**Complete the following**
**1.** From the news excerpt about Fumo's resentencing, list every proper name of a person, city, or court that it mentions.
**2.** How many lines of the listing contain the string "twig", with case counting? Reply with the number alone.

Former State Sen. Vincent J. Fumo is back in Philadelphia to be resentenced Wednesday, but the real focus will be on a 74-year-old federal judge who must wrestle with how to respond to a rebuke from his bosses.

Former State Sen. Vincent J. Fumo is back in Philadelphia to be resentenced Wednesday, but the real focus will be on a 74-year-old federal judge who must wrestle with how to respond to a rebuke from his bosses.

Ordered by the U.S. Court of Appeals for the Third Circuit to resentence Fumo, U.S. District Court Judge Ronald L. Buckwalter must now decide whether to give Fumo more time or simply fix his legal errors and reinstate Fumo's hotly debated 55-month sentence.

The defense wants the judge to stand pat.

The prosecutors want Buckwalter to impose at least 15 years; Fumo has already served two years and two months.

**Material shown**
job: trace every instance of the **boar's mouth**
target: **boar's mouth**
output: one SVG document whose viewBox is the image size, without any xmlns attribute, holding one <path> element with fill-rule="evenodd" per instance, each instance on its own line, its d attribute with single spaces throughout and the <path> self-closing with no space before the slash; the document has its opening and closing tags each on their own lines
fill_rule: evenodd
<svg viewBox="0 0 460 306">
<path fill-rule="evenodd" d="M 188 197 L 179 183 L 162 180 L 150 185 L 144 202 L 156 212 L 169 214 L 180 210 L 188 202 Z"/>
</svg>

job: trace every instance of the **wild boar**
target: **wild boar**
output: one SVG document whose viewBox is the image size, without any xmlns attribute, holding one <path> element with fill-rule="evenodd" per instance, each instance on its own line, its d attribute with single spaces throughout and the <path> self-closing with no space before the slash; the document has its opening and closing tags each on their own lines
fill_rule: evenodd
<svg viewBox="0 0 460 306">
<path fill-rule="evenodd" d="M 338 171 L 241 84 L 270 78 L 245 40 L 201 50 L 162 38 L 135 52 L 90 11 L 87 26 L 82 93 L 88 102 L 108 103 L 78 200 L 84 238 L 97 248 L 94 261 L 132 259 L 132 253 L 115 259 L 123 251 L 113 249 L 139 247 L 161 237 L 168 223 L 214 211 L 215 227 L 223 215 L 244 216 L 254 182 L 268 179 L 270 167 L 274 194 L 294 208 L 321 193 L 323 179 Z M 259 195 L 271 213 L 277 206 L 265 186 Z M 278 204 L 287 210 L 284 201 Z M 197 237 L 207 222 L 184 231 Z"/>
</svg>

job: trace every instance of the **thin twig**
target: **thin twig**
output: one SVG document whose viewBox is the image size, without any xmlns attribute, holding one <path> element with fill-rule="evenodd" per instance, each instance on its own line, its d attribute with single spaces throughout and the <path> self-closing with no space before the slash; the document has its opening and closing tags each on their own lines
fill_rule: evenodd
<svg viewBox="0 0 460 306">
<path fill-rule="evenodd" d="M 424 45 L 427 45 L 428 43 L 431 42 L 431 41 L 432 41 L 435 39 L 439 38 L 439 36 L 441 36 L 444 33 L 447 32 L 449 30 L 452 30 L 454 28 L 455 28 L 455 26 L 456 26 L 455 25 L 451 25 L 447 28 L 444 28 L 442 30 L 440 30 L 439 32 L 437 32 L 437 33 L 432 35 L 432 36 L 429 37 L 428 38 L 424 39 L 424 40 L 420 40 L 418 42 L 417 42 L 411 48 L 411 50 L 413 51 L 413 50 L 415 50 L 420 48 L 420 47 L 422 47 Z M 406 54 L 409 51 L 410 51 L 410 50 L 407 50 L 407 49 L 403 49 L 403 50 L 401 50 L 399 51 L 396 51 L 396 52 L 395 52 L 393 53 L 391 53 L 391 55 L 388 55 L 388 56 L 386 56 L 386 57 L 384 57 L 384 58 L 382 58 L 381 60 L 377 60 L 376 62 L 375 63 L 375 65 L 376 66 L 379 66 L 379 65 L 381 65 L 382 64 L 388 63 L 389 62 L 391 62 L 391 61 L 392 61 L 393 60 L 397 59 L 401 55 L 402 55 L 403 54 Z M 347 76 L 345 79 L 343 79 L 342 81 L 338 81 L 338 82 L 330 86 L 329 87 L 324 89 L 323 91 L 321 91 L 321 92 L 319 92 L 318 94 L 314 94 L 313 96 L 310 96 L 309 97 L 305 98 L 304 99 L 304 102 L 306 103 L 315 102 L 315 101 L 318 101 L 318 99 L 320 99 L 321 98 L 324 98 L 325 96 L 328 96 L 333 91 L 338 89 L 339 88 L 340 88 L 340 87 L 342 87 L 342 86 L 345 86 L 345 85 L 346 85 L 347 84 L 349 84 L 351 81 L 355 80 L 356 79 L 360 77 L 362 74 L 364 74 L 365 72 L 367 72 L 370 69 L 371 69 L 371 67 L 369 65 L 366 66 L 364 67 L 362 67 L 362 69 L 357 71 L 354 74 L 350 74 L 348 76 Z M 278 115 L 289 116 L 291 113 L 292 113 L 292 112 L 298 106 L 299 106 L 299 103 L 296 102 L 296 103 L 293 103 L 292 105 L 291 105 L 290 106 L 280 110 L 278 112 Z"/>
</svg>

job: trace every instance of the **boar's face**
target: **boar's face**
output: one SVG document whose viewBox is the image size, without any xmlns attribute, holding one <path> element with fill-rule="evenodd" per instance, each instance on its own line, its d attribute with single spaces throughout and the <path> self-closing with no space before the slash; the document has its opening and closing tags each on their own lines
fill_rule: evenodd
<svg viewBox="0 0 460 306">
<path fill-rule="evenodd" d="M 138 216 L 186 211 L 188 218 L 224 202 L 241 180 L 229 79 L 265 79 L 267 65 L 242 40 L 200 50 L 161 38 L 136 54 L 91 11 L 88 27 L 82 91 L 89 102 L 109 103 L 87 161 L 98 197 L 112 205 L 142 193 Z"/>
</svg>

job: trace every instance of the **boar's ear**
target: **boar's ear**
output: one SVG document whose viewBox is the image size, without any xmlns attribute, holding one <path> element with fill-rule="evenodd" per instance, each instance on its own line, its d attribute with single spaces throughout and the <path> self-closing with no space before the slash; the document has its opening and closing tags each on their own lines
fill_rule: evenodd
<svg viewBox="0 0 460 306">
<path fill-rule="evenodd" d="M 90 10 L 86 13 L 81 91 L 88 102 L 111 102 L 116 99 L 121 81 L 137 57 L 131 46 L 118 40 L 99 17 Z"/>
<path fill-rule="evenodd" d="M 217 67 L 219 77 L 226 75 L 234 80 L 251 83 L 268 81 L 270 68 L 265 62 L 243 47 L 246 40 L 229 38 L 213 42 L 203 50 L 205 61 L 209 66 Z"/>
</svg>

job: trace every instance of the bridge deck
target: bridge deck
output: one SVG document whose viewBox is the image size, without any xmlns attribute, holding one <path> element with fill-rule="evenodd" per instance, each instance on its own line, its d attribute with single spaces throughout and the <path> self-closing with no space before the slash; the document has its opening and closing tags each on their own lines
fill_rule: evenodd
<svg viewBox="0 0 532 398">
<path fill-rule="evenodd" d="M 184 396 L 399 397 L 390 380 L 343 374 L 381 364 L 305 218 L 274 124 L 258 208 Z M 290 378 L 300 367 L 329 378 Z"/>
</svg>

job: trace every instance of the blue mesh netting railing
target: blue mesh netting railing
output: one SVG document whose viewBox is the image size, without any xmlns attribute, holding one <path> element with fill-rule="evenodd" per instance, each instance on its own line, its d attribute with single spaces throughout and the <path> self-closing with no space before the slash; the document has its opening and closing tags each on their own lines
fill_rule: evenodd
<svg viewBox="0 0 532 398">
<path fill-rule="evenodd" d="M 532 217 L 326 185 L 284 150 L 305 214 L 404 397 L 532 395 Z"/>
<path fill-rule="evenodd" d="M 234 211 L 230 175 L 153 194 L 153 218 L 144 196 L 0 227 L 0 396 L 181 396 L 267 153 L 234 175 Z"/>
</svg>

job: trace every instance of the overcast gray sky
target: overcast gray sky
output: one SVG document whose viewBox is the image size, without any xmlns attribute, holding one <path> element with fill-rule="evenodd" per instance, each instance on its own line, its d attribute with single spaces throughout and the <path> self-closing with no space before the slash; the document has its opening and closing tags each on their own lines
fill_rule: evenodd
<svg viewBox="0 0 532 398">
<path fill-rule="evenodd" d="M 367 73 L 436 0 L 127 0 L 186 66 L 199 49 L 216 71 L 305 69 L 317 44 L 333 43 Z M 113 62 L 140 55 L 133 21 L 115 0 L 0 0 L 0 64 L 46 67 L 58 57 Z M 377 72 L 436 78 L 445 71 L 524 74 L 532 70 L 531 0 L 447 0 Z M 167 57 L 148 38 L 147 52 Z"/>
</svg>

**Results for each task**
**1.**
Vincent J. Fumo
Philadelphia
U.S. Court of Appeals for the Third Circuit
U.S. District Court
Ronald L. Buckwalter

**2.** 2